Write the next part of the interview transcript about the origin of life and the Cambrian explosion, starting right after its last sentence.

***** PASSAGE TO READ *****

You have those from a non religious perspective that are

(04:59):
very confident that it's just sort of a math problem
and that we're eventually going to figure out how we
get life from non life. And then you have others
like Jim tor who's one of the leading you know,
synthetic chemistry in the world, who's saying, you're all lying.
Nobody knows how life can come from non life. You know,
it's an incredibly intractable problem, and so it's hard for
like the non scientists to kind of know what to
do with that. But there's at least three problems that

(05:20):
are really seeming intractable for the purely naturalistic explanation on
the non religious story, and that would be like the
location question, like where did life begin? Right again, we
only know one location that has life, and that's the Earth,
And so there's all these postulations where would Darwin's little
warm pond be? And there's a number about eight to

(05:40):
ten earthly suggestions, and then some punt to outer space.
Maybe it came from outer space or asteroids or things
like that. So that's a problem though nobody really knows
number one. But number two, there's what I call in
the book the ingredients problem. Right, how do we get
the basic building blocks for life from purely naturalistic processes? Right?
We need pro we need genetic material, we need lipids,

(06:02):
we need all these sort of subparts of these macro molecules.
And no Origin of Life experiment has been able to
produce any of the macro molecules at all. They've been
able to get some of the subparts, but the way
that they set up the experiments there weren't you know,
realistic with respect to early Earth atmosphere and early Earth conditions.
So you had the location problem, the ingredients problem, and

(06:22):
then even if you were to get these ingredients, you
have the assembly problem because, as we know now right,
the more we learn from science, the cell, which you know,
the first living organism was a single cell. Cells are
incredibly complex machines. Many times people who use the metaphor
of a factory to explain the cell. And so you

(06:43):
have all these problems with how do you assemble the
cell even if you had all the basic parts, And
when you run the numbers on these things just seems
intractable given purely naturalistic and blind processes.

Speaker 2 (06:54):
Yeah. So if you were to summarize this Cairn, this
sign post, what would you say, what's the significance of
the life issue? Yeah?

Speaker 3 (07:03):
I think that we had this intuition that life is
something incredibly valuable. We even would use the word sacred,
you know, when we're pre apart from being told by
some you know view out there, are just our intuition,
our pre philosophical intuition is that there's something very special,
even sacred about life, that it ought to be protected.
You can run thought experiments about this, right, Imagine a

(07:24):
world just like ours, except that we eradicate all living beings, right,
I think the intuition is fairly clear that that would
be a world of lesser value.

Speaker 2 (07:33):
Right.

Speaker 3 (07:33):
And so here we have something that have incredible value
that is easy to destroy, but we have no idea
how to produce it, how it came about. And so
given the sacredness of this phenomena, again, it cries out
for explanation. Right, that's what's so significant about life? I think?

Speaker 2 (07:51):
Yeah, And that leads me to the third Karen, or
the third sign post, which is species. Darwin wrote a
book The Origins of Species. Here you have a chapter
which points out that Darwin's Tree of Life is uprooted
by the Camberan radiation or the Cambrian explosion. So you
have biologies big bang that's very important to the religious story,

(08:18):
just like cosmologies big bang is right.

***** INFORMATION PROVIDED *****

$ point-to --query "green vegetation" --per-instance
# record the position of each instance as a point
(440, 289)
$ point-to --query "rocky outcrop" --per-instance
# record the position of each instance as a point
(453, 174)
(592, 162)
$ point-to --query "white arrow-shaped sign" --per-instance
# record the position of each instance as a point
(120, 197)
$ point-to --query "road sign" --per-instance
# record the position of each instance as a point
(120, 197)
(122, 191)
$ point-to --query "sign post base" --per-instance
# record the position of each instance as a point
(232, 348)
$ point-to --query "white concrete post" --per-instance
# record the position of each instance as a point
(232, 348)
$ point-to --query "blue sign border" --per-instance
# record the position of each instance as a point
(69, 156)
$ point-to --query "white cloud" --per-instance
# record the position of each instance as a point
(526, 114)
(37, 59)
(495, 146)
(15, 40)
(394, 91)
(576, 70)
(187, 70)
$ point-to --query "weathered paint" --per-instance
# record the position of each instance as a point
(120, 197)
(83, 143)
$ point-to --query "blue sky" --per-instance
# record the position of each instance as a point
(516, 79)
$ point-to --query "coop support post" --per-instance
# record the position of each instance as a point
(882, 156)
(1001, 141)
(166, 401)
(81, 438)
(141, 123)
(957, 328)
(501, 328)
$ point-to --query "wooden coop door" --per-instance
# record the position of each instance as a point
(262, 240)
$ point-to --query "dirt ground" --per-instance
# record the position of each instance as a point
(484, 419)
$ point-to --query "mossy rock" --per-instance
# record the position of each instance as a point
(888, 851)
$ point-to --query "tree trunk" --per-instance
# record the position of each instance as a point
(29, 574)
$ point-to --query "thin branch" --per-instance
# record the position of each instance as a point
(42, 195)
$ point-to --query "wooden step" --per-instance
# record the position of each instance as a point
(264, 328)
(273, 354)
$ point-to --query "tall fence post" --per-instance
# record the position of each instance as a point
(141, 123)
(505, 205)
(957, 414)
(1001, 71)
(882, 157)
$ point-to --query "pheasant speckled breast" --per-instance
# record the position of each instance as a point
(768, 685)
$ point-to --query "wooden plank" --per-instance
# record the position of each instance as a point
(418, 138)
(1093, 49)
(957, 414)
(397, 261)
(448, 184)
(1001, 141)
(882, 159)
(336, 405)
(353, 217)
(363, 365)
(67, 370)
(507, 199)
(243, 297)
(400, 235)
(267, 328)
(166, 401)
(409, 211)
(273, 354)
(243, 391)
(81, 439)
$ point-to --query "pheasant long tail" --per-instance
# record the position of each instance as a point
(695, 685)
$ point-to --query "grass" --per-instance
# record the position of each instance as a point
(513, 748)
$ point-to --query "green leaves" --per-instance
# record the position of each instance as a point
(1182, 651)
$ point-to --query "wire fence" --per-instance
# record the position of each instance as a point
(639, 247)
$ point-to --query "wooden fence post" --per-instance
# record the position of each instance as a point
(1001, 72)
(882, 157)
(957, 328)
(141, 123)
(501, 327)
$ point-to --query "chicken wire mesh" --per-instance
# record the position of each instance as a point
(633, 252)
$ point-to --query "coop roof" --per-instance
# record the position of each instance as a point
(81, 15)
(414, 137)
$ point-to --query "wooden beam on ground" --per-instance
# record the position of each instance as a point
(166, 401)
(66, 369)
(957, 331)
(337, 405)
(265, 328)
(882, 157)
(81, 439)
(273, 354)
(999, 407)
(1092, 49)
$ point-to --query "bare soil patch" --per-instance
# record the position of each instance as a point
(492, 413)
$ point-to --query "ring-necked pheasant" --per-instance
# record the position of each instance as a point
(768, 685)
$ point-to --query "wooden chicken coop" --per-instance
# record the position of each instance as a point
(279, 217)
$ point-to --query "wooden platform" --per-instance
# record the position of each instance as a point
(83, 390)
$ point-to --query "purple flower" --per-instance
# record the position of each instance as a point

*****

▸ EXERCISE RESULT
Speaker 3 (08:22):
Yeah, and this was an interesting chapter. You know, in
some circles it's become really hard to talk about evolution
and to do it sort of, you know, charitably and
with sort of intellectual humility. But if you kind of
set that aside for a minute and just think about
the sheer diversity of life. So we talked about life
and this intuition that it's something of great value when

(08:43):
you add to that the fact that the diversity of
life that we've had on Earth is incredible. In fact,
like this really sobering statistic as I was researching for
this chapter was ninety nine percent of all species that
have existed have become extinct. Right, And that's that's again
mind boggling, how much diversity this world has seen since
life began. Yeah, So to your question, we have one

(09:06):
of the lines of evidence that's often debated when it
comes to what explains the diversity of life, right, is
it evolution? And Darwin or neo Darwinian accounts, or is
there some sort of like a need for God to
infuse information in the causal joints to get the species.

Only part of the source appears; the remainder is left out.